WHAT IS ASKED |
- a) In the discussion, repeat the stretch from "Turns out he" through "last 10 years?", substituting "alarms" for "frightens".
- b) Decide whether each statement agrees with the discussion. Answer yes or no for each, and quote the words of the discussion that settle it.
(i) One commenter says that by age 16 they were horrified at the idea of throwing rocks at cars.
(ii) A commenter recalls that the 59-year-old driver stayed in his own lane.
(iii) The commenter who says he ain’t stating that Golden/Grant was wholly reformed says he knew Golden personally.

PROVIDED PASSAGE |
I strongly disagree. To the point that I’m amazed to see somebody say this.

Somebody who goes on a shooting spree at any point in their life is not a normal person. Somebody who does it at the age of eleven is even more abnormal. And regardless of what terrible experiences warped him, you don’t return from that kind of crazy. At best a person like that might learn to fake normality.

I won’t say there aren’t any worse people walking around out there. Because there are obviously other crazy people living among us. But this guy is out on the one in a million fringe.

I feel age should be treated as a mitigating factor.

Ahh, yes. I remember my quinceañera party when I turned eleven.

When I was eleven I used to hide in the weeds beside the road and throw rocks at cars with some of my friends. The holy grail was getting a good windshield shot. By the time I was 16 I was horrified at that thought. I don’t know what Golden was like as an adult, but apparently Little Nemo does because:

What are your psych qualifications again? Clearly you’ve studied a nontrivial number of 11 year old delinquents and mapped their behavior well into adulthood. Where can I review your research? I’m open to have my mind changed.

Look, I ain’t in here stating categorically that Golden/Grant overcame his psychotic impulsivity and was wholly reformed by the American penal system. And if he did I don’t think any news agency would dare/bother running a story on how he became a robe-wearing peacenik who had devoted his life to rescuing puppies and kittens all while having a negative carbon footprint and yaddayaddayadda. If they did, a very vocal and bloody-minded chunk of the population would quickly and eagerly demonstrate the inhumanity that persists in the human psyche even well into adulthood. I didn’t know the guy either. And I also don’t want to downplay the grief felt by people at his hands. But to say the actions of anyone at the age of eleven defines them fundamentally for the rest of their lives defies the very concept of learning, introspection, and growth. I will use myself as my cite that those are very real, and often extraordinarily transformative qualities.

Turns out he wasn’t a terrible adult.

This attitude frightens me. Eleven year olds do not know what they are doing.

Exactly. Here we have an actual bonnified case study of what happens to a child murderer who is released at age 21. Unless there is more to his past history that I haven’t seen, it seems the answer is nothing much. His main crime so far seems to have been the poor driving which the OP seemed to suggest was a good thing. For those decrying his not being tried as an adult, what advantage would there have been for keeping him locked up for the last 10 years?

Going from memory here, but I believe the 59 year old dude actually entered Golden’s lane.

I did a lot of stupid shit when I was 11 that I regret now. If you’re the same now as you were at 11, then you have a serious mental disorder, and we generally don’t execute people who are mentally ill.

[Dataset items]
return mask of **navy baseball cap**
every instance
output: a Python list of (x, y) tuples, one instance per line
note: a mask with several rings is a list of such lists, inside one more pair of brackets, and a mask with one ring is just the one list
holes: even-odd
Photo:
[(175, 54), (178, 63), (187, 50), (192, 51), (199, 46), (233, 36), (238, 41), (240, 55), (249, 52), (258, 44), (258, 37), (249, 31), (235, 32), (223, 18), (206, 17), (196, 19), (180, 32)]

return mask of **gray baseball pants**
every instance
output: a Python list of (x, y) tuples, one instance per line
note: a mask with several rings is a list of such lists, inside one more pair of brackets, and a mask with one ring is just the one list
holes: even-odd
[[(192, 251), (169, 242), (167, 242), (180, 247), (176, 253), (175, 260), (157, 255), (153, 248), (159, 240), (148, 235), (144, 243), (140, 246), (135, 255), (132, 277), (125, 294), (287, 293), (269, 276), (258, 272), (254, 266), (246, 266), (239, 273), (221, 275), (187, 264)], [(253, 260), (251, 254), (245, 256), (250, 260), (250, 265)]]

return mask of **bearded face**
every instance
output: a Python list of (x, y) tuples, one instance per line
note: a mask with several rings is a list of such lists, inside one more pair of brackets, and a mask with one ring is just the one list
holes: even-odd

THE SOLUTIONS |
- a)
Turns out he wasn’t a terrible adult.

This attitude alarms me. Eleven year olds do not know what they are doing.

Exactly. Here we have an actual bonnified case study of what happens to a child murderer who is released at age 21. Unless there is more to his past history that I haven’t seen, it seems the answer is nothing much. His main crime so far seems to have been the poor driving which the OP seemed to suggest was a good thing. For those decrying his not being tried as an adult, what advantage would there have been for keeping him locked up for the last 10 years?

- b)
(i) Yes: "By the time I was 16 I was horrified at that thought."
(ii) No: "I believe the 59 year old dude actually entered Golden’s lane."
(iii) No: "I didn’t know the guy either."